● **What the task asks**:
Return the records below verbatim, line for line, with no changes.

A data block

□ □ □ □ □ □ □

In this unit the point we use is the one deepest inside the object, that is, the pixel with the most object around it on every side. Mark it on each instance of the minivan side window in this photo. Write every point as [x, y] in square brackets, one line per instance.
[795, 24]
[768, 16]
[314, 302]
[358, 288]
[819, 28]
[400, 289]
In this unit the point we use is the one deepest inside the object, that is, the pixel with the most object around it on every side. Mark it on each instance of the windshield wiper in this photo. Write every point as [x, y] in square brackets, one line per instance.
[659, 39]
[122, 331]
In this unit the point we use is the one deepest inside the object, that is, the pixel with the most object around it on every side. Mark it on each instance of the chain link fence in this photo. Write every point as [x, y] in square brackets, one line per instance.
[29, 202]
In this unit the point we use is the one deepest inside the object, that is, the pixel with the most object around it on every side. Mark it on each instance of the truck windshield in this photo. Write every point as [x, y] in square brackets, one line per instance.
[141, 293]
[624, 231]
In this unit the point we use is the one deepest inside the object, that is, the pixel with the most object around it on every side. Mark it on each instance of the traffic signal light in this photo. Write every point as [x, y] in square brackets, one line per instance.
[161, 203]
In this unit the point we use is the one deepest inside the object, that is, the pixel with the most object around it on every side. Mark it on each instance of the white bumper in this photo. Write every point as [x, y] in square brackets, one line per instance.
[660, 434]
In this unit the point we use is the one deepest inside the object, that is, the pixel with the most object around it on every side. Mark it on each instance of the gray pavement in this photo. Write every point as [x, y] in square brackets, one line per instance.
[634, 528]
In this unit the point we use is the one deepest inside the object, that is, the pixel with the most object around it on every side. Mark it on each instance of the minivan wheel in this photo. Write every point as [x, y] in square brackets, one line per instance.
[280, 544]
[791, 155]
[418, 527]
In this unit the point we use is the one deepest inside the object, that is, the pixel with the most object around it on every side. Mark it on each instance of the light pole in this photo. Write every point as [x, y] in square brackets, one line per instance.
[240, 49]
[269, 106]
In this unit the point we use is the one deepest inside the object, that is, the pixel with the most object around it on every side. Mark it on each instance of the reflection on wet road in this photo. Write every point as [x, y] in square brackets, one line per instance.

□ □ □ □ □ □ □

● **Answer to this problem**:
In this unit the point we use is the one deepest inside the object, that is, the pixel with the most object around it on every side. Mark it on each instance of the minivan side window in this photo. Write every point as [x, y] in square brackets, one line per instance.
[795, 24]
[768, 16]
[314, 302]
[358, 288]
[819, 28]
[400, 289]
In this unit the point we use is the one deepest inside the object, that is, the pixel with the most object around it on every side. Mark it on each instance of the windshield wiper in this photo. Write every point as [x, y] in square brackets, one line per instance.
[659, 39]
[122, 331]
In this unit the point we use is the one deepest inside the object, that is, the pixel with the most object around it on every side. Mark it on each instance of the chain link fence in this photo. Write every point as [x, y] in square brackets, one line per instance.
[29, 202]
In this unit the point we use is the one deepest inside the object, that is, the pixel with the most object around it on every side. Mark it on each instance of the truck windshield in this photo. Write every point as [x, y] in square brackets, one line per instance.
[141, 293]
[624, 231]
In this unit the point we use is the one deepest inside the object, that is, the pixel with the most object around it on every side. Mark it on each instance of the traffic signal light in this photo. Write every point as [x, y] in square brackets, one line per instance.
[161, 203]
In this unit the point we use is the one deepest inside the object, that is, the pixel with the most object around it on every side. Mark it on each instance of the white bumper in this photo. Write every point as [x, y] in square brackets, one line per instance.
[660, 434]
In this unit the point we use is the one deepest inside the object, that is, the pixel with the most object around it on every side. Mark it on each instance of the gray pavement in this photo. Write every point as [x, y] in square brackets, one line per instance.
[634, 528]
In this unit the point we use is the one deepest inside the object, that is, the pixel with the most object around it on every side. Mark it on each instance of the minivan wheel in this photo. Write every point as [x, y] in square brackets, one line per instance.
[280, 544]
[791, 155]
[418, 527]
In this unit the point we use is the one deepest inside the object, that is, the pixel with the most object around it on every side. Mark it on each instance of the light pole in this photo. Write every point as [x, y] in square brackets, one line per instance.
[240, 49]
[269, 106]
In this unit the point we use is the one deepest inside the object, that is, the pixel with the most object around it on every side. Mark it on each instance of the reflection on wet road in this photo. Write every point as [x, y] in square brackets, one line per instance.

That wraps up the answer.